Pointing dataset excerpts
************
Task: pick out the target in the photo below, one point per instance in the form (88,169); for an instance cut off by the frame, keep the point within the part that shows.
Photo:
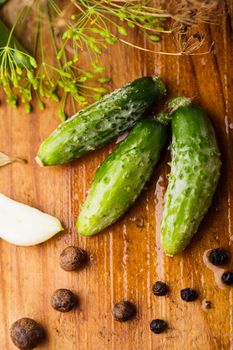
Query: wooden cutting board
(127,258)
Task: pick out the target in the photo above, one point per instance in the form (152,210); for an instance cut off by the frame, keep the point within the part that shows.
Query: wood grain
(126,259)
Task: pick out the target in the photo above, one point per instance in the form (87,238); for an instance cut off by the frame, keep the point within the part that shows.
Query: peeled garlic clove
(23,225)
************
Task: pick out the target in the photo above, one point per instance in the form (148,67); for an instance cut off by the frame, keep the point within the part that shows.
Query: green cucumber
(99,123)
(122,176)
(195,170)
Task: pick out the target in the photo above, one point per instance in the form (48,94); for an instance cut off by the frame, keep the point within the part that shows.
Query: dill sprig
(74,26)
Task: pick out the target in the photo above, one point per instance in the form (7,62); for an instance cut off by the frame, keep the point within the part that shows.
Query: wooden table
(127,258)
************
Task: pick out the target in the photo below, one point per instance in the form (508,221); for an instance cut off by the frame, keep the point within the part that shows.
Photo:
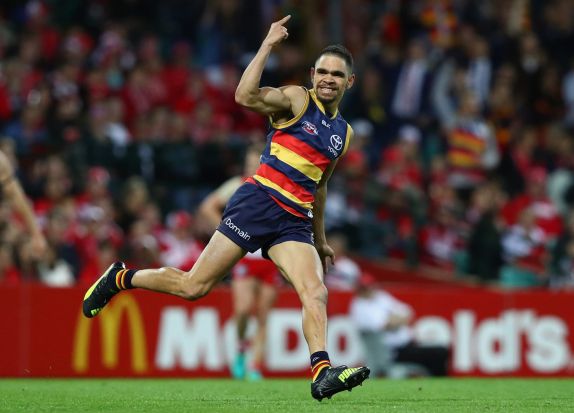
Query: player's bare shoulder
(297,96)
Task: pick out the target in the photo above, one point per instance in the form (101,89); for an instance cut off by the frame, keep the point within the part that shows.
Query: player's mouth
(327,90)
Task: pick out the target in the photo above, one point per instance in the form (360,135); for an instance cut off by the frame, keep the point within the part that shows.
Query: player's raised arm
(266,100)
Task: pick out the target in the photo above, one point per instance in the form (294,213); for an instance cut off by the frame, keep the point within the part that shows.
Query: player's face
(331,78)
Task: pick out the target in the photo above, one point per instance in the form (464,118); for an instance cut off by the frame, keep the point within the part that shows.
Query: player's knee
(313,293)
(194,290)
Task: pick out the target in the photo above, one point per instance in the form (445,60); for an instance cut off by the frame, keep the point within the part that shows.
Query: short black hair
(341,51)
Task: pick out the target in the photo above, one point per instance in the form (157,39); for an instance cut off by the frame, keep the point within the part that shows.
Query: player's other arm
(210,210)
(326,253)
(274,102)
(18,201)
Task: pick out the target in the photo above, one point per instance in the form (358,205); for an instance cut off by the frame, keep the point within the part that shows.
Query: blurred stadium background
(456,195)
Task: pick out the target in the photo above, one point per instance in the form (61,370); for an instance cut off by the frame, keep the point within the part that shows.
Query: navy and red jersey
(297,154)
************
### To do
Count the lines of the entries above in which the string "player" appears, including where it forms part of a longer word, and state only that number.

### Task response
6